→ YOUR TASK:
For the entries that follow, restate word for word the line containing "Target: white mug", the line containing "(1041, 361)", and every line that lies between them.

━━━━━ DATASET CONTENT

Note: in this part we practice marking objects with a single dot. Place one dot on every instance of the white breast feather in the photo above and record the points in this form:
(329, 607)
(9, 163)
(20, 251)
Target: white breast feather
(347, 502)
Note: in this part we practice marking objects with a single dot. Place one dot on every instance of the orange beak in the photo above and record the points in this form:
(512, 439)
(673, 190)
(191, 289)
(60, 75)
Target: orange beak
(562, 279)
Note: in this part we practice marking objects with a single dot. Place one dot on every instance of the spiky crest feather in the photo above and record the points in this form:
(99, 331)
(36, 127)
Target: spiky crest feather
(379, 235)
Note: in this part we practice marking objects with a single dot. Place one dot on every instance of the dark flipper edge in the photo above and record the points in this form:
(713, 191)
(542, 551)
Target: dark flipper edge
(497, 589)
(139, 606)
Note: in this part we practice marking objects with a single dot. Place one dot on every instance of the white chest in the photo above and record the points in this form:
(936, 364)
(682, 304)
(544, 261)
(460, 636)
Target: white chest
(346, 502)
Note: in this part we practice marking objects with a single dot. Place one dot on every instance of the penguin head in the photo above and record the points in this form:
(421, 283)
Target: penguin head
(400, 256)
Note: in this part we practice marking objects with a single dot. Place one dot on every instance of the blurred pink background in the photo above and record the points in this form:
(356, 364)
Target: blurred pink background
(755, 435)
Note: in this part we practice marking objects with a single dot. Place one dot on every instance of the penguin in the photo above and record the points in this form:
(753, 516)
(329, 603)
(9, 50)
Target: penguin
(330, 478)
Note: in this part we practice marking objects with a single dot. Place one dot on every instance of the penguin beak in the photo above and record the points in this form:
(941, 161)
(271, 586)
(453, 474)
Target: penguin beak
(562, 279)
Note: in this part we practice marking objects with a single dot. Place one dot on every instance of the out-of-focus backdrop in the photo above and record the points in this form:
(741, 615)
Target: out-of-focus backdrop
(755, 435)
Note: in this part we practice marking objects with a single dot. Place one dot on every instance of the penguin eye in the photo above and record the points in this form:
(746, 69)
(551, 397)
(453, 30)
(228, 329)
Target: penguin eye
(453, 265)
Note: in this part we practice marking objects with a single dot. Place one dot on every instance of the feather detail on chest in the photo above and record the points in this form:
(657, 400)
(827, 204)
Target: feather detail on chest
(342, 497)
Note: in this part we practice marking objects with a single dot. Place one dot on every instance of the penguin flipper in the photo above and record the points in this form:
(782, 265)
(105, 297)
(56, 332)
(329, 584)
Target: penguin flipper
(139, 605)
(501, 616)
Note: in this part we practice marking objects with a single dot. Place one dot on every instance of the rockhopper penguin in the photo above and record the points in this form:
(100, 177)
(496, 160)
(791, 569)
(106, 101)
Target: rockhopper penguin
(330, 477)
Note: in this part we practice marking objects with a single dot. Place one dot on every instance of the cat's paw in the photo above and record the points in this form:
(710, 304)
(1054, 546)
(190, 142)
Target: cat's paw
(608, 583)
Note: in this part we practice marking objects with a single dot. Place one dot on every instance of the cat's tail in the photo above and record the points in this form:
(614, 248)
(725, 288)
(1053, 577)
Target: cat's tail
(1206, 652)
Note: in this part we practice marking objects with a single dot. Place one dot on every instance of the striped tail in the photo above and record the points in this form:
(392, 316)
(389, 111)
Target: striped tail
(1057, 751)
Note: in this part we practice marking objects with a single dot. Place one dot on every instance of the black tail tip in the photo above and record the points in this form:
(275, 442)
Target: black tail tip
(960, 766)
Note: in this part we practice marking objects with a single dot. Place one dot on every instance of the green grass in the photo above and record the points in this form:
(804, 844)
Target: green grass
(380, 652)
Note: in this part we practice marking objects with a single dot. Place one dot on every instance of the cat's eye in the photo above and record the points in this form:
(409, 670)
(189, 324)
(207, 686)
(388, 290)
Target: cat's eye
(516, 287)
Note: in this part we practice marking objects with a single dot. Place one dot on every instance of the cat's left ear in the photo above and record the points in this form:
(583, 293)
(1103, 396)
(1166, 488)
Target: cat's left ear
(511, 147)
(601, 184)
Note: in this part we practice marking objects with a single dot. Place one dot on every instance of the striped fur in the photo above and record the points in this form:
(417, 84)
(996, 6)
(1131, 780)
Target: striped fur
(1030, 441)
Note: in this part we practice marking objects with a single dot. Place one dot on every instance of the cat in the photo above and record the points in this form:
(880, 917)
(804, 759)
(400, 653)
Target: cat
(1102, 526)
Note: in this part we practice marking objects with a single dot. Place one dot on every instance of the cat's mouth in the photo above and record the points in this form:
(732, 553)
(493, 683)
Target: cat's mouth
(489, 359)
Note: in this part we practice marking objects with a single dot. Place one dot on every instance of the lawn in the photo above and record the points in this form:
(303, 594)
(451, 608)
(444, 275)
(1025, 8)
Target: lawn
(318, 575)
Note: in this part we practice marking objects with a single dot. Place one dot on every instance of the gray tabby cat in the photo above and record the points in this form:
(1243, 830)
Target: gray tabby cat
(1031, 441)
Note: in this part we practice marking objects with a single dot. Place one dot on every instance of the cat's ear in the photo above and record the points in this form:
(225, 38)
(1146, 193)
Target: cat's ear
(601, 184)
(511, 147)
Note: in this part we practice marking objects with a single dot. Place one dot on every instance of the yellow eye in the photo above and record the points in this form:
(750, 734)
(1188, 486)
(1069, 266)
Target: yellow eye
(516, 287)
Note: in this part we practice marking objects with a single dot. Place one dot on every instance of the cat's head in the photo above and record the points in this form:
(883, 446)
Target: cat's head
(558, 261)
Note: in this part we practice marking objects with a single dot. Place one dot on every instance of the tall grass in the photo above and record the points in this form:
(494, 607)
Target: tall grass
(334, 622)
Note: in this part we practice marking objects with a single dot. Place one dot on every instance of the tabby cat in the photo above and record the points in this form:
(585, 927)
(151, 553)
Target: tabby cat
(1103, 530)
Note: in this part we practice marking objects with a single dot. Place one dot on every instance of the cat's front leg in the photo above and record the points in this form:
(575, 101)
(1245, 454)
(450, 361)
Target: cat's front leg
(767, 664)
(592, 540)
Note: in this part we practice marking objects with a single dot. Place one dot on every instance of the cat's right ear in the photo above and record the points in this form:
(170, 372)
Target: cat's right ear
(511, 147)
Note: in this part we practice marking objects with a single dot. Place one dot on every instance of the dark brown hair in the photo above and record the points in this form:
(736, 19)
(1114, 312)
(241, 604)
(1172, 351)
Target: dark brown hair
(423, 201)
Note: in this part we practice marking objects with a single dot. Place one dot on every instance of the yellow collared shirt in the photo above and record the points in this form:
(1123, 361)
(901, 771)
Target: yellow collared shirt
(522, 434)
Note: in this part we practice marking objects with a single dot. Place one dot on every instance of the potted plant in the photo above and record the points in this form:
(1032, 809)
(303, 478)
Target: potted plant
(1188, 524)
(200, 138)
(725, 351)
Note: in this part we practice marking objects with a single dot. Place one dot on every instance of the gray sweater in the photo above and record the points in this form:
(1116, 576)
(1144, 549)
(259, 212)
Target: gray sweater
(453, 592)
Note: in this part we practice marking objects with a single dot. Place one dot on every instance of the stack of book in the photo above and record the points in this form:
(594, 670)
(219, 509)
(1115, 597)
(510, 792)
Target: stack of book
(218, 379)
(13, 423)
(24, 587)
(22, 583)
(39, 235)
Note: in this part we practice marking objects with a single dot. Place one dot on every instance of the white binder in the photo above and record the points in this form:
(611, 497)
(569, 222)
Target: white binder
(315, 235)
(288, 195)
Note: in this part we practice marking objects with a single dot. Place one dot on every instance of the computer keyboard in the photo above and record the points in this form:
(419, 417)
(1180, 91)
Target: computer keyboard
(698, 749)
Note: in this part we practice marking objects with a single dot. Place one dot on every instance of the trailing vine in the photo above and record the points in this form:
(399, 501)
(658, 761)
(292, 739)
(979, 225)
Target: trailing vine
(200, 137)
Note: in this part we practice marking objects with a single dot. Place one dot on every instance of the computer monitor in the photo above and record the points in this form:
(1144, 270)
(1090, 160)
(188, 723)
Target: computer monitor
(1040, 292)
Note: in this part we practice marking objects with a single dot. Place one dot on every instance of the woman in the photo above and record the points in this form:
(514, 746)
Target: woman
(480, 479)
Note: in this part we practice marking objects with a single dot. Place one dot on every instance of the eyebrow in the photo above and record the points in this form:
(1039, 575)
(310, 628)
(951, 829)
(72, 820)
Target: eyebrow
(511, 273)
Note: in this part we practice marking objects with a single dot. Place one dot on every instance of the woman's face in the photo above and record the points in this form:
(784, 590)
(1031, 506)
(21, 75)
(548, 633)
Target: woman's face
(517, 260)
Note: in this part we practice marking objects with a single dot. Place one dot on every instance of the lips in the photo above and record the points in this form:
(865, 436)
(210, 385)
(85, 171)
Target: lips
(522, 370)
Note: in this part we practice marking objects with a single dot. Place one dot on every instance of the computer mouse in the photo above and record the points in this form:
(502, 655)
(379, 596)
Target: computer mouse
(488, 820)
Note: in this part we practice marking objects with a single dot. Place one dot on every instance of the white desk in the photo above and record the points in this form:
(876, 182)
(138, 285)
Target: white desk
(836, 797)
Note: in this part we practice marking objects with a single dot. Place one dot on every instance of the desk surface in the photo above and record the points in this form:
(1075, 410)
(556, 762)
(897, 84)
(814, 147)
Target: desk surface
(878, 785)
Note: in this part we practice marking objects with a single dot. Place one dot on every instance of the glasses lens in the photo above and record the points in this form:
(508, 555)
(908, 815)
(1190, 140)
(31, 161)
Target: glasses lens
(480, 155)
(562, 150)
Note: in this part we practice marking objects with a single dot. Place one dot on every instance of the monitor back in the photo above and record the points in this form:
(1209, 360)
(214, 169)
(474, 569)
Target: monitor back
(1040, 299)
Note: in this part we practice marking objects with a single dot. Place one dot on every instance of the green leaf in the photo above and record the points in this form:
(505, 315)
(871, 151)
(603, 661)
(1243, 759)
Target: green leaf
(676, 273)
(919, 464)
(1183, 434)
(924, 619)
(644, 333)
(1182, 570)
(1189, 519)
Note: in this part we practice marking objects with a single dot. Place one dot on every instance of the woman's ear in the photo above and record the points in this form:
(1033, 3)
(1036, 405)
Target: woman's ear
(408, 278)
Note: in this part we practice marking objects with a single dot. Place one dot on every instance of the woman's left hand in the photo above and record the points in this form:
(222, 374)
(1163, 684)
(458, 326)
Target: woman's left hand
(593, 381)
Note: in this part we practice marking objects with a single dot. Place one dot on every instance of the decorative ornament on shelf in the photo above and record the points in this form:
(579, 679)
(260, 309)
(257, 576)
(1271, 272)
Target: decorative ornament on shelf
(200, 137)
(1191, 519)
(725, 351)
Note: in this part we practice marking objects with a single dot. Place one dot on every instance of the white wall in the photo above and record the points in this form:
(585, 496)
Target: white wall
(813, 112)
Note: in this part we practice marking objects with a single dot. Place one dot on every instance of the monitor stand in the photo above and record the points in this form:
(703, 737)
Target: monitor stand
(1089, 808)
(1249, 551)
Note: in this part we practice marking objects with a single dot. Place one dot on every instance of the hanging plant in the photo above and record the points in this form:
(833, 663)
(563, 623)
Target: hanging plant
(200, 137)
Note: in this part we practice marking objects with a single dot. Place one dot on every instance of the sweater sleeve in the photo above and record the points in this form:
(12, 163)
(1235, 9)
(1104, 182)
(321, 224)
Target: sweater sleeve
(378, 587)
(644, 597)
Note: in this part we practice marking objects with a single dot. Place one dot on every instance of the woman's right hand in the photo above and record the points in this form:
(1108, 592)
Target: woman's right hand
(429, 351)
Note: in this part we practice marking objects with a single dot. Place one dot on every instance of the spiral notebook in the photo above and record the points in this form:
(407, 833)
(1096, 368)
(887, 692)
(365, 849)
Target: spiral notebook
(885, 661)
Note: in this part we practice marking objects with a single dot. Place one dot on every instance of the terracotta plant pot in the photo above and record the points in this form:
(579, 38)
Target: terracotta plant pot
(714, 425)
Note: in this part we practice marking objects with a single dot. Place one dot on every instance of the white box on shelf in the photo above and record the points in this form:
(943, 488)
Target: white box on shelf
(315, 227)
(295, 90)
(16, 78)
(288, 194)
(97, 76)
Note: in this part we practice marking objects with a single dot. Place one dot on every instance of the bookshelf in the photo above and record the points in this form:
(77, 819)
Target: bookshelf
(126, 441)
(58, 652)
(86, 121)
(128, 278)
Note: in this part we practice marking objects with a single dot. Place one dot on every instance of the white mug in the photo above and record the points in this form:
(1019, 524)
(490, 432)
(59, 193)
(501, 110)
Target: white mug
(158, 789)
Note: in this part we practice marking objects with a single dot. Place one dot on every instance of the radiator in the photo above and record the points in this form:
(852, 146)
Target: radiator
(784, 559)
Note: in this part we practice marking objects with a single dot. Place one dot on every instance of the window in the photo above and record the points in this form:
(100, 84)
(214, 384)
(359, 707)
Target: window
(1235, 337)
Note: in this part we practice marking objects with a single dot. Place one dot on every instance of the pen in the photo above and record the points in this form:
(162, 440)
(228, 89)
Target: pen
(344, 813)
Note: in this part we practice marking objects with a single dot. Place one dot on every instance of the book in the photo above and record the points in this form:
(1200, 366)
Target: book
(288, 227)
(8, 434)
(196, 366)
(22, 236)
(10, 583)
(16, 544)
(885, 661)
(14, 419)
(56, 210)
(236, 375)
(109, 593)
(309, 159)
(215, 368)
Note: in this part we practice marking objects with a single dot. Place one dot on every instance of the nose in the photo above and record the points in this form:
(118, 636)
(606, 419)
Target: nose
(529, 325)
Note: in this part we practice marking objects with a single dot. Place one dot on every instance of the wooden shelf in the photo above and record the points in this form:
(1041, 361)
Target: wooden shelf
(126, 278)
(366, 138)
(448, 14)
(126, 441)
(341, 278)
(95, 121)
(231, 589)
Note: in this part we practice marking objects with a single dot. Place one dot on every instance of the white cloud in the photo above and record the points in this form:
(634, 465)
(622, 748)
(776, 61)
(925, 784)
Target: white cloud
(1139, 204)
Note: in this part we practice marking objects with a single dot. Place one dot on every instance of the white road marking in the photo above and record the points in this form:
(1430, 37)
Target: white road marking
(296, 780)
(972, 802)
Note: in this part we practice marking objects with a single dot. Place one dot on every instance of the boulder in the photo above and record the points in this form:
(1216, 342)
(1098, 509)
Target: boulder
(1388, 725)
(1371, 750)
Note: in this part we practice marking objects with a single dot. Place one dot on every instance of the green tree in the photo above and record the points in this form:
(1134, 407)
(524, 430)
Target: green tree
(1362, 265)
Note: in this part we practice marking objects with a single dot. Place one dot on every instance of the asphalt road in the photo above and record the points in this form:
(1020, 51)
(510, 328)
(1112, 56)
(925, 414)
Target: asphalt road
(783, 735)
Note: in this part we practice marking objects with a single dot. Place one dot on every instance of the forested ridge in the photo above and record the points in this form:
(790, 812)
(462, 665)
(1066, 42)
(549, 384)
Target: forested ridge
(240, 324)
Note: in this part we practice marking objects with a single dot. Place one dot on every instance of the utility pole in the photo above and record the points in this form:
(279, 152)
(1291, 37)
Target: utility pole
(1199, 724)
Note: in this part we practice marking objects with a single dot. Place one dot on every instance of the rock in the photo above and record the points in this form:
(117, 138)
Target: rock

━━━━━━━━━━

→ RESULT:
Target: white mug
(158, 789)
Note: in this part we practice marking objects with a single dot. Place one dot on every instance of the radiator in the photo above and record the points in this form:
(852, 146)
Target: radiator
(784, 559)
Note: in this part we practice marking objects with a single dot. Place one dot on every instance of the window in the photo above and record the points in this form:
(100, 84)
(214, 384)
(359, 707)
Target: window
(1235, 337)
Note: in this part we practice marking objects with a single dot. Place one dot on every instance of the pen in the photo above and record the points in this form:
(162, 440)
(228, 89)
Target: pen
(344, 813)
Note: in this part we practice marking objects with a single dot. Place one dot on every instance of the book in the photo above and record the points in this form:
(1200, 366)
Target: book
(288, 227)
(8, 434)
(196, 366)
(22, 236)
(10, 583)
(16, 544)
(885, 661)
(14, 419)
(56, 210)
(236, 375)
(109, 593)
(309, 159)
(215, 368)
Note: in this part we practice marking objects with a single dot. Place one dot on every instance of the nose in the photo above and record the points in this form:
(118, 636)
(606, 419)
Target: nose
(529, 325)
Note: in this part we practice marking objects with a single dot. Place one dot on every instance of the wooden shelf in the photo above and record the points in this form:
(1041, 361)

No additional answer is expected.